## [Instructions for the task]
Give back every entry precisely as written, without any of the images.

## [Given records]
- - - - -

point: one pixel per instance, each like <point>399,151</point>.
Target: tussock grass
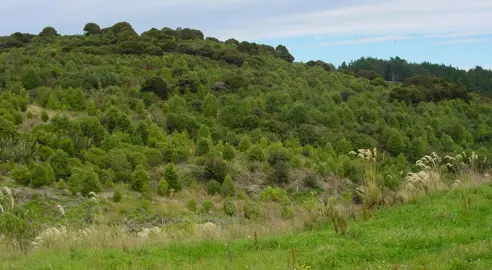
<point>431,232</point>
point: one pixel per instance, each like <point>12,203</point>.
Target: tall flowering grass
<point>370,191</point>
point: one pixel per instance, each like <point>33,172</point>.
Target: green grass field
<point>436,232</point>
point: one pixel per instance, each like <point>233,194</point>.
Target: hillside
<point>436,232</point>
<point>172,130</point>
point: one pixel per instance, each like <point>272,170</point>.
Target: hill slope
<point>433,232</point>
<point>172,129</point>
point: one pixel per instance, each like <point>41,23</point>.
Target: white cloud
<point>387,17</point>
<point>459,34</point>
<point>364,40</point>
<point>464,40</point>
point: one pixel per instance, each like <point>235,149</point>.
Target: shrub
<point>255,153</point>
<point>169,153</point>
<point>44,116</point>
<point>21,174</point>
<point>91,108</point>
<point>230,207</point>
<point>207,206</point>
<point>251,210</point>
<point>172,178</point>
<point>117,195</point>
<point>140,177</point>
<point>191,204</point>
<point>13,226</point>
<point>280,173</point>
<point>275,195</point>
<point>278,155</point>
<point>228,152</point>
<point>84,180</point>
<point>41,175</point>
<point>244,144</point>
<point>215,168</point>
<point>163,187</point>
<point>107,177</point>
<point>154,157</point>
<point>61,185</point>
<point>213,187</point>
<point>228,187</point>
<point>203,146</point>
<point>311,180</point>
<point>59,162</point>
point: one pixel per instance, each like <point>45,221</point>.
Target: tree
<point>228,189</point>
<point>158,86</point>
<point>256,153</point>
<point>210,106</point>
<point>203,146</point>
<point>140,178</point>
<point>244,144</point>
<point>91,29</point>
<point>163,187</point>
<point>91,108</point>
<point>215,168</point>
<point>41,175</point>
<point>228,152</point>
<point>7,128</point>
<point>84,180</point>
<point>48,32</point>
<point>213,187</point>
<point>343,147</point>
<point>418,149</point>
<point>60,163</point>
<point>395,143</point>
<point>172,178</point>
<point>283,53</point>
<point>21,174</point>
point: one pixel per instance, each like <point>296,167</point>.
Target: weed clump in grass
<point>207,206</point>
<point>191,205</point>
<point>228,189</point>
<point>230,207</point>
<point>117,195</point>
<point>163,187</point>
<point>213,187</point>
<point>44,116</point>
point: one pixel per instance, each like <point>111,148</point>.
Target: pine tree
<point>228,189</point>
<point>172,178</point>
<point>140,177</point>
<point>210,106</point>
<point>228,153</point>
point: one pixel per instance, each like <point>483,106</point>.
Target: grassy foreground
<point>435,232</point>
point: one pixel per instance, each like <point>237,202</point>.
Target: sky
<point>452,32</point>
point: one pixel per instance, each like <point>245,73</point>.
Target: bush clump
<point>213,187</point>
<point>228,189</point>
<point>42,174</point>
<point>230,207</point>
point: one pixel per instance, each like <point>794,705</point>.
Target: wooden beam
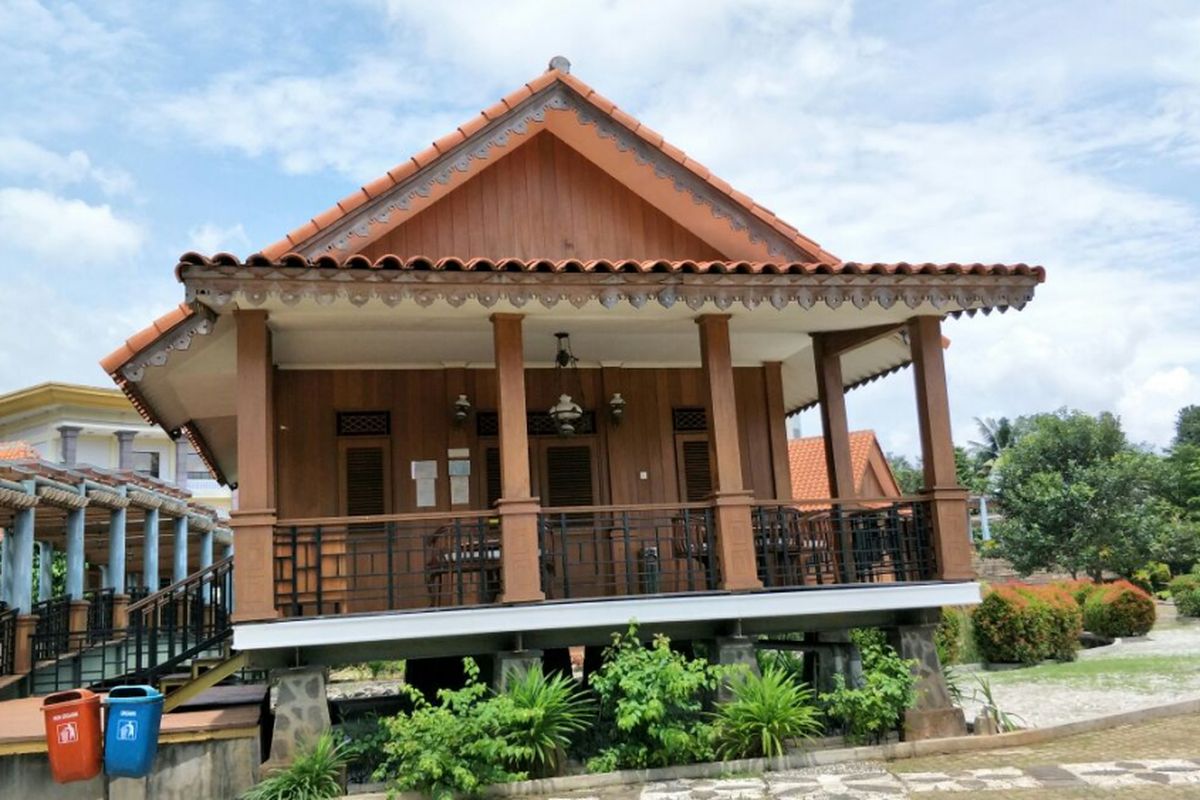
<point>841,342</point>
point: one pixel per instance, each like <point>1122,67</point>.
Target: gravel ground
<point>1055,695</point>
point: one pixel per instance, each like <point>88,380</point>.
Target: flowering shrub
<point>1021,624</point>
<point>1119,609</point>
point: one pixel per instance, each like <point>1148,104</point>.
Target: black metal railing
<point>52,635</point>
<point>7,639</point>
<point>363,564</point>
<point>828,542</point>
<point>180,621</point>
<point>100,614</point>
<point>599,552</point>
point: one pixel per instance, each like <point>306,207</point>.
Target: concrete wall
<point>208,770</point>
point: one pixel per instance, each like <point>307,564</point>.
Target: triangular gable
<point>543,200</point>
<point>635,156</point>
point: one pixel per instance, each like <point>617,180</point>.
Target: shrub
<point>1119,609</point>
<point>1023,624</point>
<point>765,713</point>
<point>653,699</point>
<point>948,636</point>
<point>887,691</point>
<point>316,774</point>
<point>1186,594</point>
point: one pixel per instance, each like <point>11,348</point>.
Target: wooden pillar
<point>731,503</point>
<point>835,427</point>
<point>253,522</point>
<point>952,543</point>
<point>520,572</point>
<point>777,423</point>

- - - - -

## [Response area]
point: one pixel per instance, each like <point>399,151</point>.
Target: tussock grass
<point>431,232</point>
point: one pixel per instance, each like <point>12,203</point>.
Target: tall flowering grass
<point>370,191</point>
point: one pixel per instance, each like <point>33,172</point>.
Target: green grass field
<point>436,232</point>
point: one pixel per instance, each like <point>233,194</point>.
Target: hillside
<point>436,232</point>
<point>172,130</point>
point: one pixel per instance, each like <point>272,170</point>.
Target: hill slope
<point>433,232</point>
<point>172,129</point>
point: one pixel per instance, each like <point>41,23</point>.
Target: white cloud
<point>387,17</point>
<point>459,34</point>
<point>364,40</point>
<point>464,40</point>
point: one pixel per instance, each like <point>235,149</point>.
Target: shrub
<point>255,153</point>
<point>169,153</point>
<point>44,116</point>
<point>21,174</point>
<point>91,108</point>
<point>230,207</point>
<point>207,206</point>
<point>251,210</point>
<point>172,178</point>
<point>117,195</point>
<point>140,177</point>
<point>191,204</point>
<point>13,226</point>
<point>280,173</point>
<point>275,195</point>
<point>278,155</point>
<point>228,152</point>
<point>84,180</point>
<point>41,175</point>
<point>244,144</point>
<point>215,168</point>
<point>163,187</point>
<point>107,177</point>
<point>154,157</point>
<point>61,185</point>
<point>213,187</point>
<point>228,187</point>
<point>203,146</point>
<point>311,180</point>
<point>59,162</point>
point: one pixel per instance, each like <point>45,221</point>.
Target: tree
<point>228,189</point>
<point>158,86</point>
<point>256,153</point>
<point>210,106</point>
<point>203,146</point>
<point>140,178</point>
<point>244,144</point>
<point>91,29</point>
<point>163,187</point>
<point>91,108</point>
<point>215,168</point>
<point>41,175</point>
<point>228,152</point>
<point>7,128</point>
<point>84,180</point>
<point>48,32</point>
<point>213,187</point>
<point>343,147</point>
<point>418,149</point>
<point>60,163</point>
<point>395,143</point>
<point>172,178</point>
<point>283,53</point>
<point>21,174</point>
point: one pixel per instance, each like <point>296,167</point>.
Target: weed clump in grass
<point>207,206</point>
<point>191,205</point>
<point>228,189</point>
<point>230,207</point>
<point>117,195</point>
<point>163,187</point>
<point>213,187</point>
<point>44,116</point>
point: one pixel per instance, each like <point>111,148</point>.
Target: pine tree
<point>228,189</point>
<point>172,178</point>
<point>140,177</point>
<point>210,106</point>
<point>228,153</point>
point: one pixel per instance, each like <point>483,106</point>.
Target: grassy foreground
<point>435,232</point>
point: one pixel per instance, each like <point>237,202</point>.
Target: sky
<point>452,32</point>
point: one pixel per instance, each like <point>245,73</point>.
Target: bush clump
<point>213,187</point>
<point>228,189</point>
<point>42,174</point>
<point>230,207</point>
point: one pixel per instance, each like <point>794,705</point>.
Target: wooden beam
<point>841,342</point>
point: one pixel per instance, each like <point>1122,67</point>.
Target: gravel ground
<point>1055,695</point>
point: one pixel per instance, each like <point>88,380</point>.
Target: flowering shrub
<point>1021,624</point>
<point>1119,609</point>
point: one pixel per instance, each like <point>1148,104</point>.
Target: black metal railing
<point>52,635</point>
<point>7,639</point>
<point>363,564</point>
<point>828,542</point>
<point>180,621</point>
<point>100,614</point>
<point>599,552</point>
point: one pixel per instance, each like <point>306,207</point>.
Target: concrete wall
<point>208,770</point>
point: one pixel per instance, each like <point>307,564</point>.
Target: triangular gable
<point>543,200</point>
<point>635,156</point>
point: one pixel per instance, each like <point>617,180</point>.
Target: shrub
<point>1119,609</point>
<point>1023,624</point>
<point>765,713</point>
<point>653,699</point>
<point>948,636</point>
<point>887,691</point>
<point>316,774</point>
<point>1186,594</point>
point: one pixel per instance, each like <point>11,348</point>.
Target: wooden pillar
<point>731,503</point>
<point>835,427</point>
<point>253,522</point>
<point>952,543</point>
<point>520,572</point>
<point>777,423</point>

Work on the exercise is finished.